→ Set exercise
Transcribe the stretch of records from the line containing "Habitat-census task: mark the white football pants" through the line containing "point(381, 137)", keeping every character as it stands.

>>>>>

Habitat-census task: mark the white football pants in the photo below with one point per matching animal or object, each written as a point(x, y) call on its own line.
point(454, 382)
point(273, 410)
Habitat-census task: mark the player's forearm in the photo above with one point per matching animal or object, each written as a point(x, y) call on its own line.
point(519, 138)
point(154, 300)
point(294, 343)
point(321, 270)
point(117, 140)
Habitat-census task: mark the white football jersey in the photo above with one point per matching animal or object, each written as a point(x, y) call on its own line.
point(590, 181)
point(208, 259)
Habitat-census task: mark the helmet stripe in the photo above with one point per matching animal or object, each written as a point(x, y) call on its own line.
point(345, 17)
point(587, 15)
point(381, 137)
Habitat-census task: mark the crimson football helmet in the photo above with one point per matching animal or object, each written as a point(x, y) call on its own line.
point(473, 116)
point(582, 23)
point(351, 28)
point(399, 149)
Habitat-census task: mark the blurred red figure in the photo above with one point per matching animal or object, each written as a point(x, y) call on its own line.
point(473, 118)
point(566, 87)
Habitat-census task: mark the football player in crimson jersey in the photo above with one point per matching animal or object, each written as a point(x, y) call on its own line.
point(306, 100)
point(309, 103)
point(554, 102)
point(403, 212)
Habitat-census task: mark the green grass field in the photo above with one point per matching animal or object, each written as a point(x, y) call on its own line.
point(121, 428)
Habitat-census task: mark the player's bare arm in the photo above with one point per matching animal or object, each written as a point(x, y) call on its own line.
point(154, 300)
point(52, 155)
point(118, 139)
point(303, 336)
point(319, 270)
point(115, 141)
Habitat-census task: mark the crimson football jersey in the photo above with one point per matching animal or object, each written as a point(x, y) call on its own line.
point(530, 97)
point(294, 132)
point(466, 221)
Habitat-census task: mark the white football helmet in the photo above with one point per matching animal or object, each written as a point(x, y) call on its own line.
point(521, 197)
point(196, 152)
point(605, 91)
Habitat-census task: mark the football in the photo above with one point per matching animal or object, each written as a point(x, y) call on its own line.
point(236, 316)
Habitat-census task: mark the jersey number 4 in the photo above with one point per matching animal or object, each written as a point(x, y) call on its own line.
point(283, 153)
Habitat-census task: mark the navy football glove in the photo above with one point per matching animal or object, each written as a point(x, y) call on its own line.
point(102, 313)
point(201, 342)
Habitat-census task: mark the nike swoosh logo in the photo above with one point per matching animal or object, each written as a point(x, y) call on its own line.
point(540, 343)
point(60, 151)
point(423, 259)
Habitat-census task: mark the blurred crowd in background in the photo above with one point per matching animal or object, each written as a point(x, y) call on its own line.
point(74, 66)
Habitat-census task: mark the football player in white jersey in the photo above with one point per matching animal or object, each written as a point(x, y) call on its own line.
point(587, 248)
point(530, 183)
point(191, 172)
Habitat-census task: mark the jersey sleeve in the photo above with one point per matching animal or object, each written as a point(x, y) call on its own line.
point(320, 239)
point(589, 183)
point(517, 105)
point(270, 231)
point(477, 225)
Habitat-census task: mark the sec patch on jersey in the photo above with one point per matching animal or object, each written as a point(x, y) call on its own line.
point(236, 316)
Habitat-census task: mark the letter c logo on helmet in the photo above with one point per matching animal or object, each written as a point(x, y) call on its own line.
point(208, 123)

<<<<<
>>>>>

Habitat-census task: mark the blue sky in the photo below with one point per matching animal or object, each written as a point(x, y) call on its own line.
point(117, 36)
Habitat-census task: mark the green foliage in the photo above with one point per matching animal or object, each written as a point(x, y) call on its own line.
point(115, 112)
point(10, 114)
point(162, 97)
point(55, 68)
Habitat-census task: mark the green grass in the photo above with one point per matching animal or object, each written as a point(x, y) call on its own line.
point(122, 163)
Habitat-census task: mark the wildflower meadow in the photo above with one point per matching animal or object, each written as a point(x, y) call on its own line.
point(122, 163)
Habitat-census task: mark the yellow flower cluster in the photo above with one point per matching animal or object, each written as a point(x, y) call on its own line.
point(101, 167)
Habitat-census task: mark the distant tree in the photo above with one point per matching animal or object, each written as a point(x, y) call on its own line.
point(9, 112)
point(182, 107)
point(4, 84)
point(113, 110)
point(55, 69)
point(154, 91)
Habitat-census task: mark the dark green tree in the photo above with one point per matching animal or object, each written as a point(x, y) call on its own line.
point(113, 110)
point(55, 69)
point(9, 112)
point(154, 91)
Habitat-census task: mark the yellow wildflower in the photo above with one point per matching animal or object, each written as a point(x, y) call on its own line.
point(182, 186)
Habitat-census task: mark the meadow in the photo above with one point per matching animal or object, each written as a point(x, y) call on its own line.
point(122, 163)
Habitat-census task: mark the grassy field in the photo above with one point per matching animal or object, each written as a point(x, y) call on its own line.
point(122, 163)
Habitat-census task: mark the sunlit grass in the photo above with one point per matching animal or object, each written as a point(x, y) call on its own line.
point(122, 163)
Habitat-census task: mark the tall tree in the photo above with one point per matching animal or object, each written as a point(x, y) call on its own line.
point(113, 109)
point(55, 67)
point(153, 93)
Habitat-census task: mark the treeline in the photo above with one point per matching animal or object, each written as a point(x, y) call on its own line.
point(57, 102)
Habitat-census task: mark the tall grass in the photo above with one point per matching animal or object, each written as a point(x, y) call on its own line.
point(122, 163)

<<<<<

→ Reply
Habitat-census task: mark the white football pants in the photo below with one point per matching animal or object, each written as a point(x, y) call on its own line.
point(454, 382)
point(273, 410)
Habitat-census task: mark the player's forearm in the photo above with one point per matching animal or object, each written as a point(x, y) call on its own line.
point(519, 138)
point(154, 300)
point(294, 343)
point(321, 270)
point(117, 140)
Habitat-census task: mark the white football jersey in the photo above with one point per matching animal or object, each written as a point(x, y) call on its own line.
point(590, 181)
point(208, 259)
Habitat-census task: mark the helmet stripe in the photo above with one point per matching animal or object, each written as a point(x, y) call on its own line.
point(345, 17)
point(587, 15)
point(381, 137)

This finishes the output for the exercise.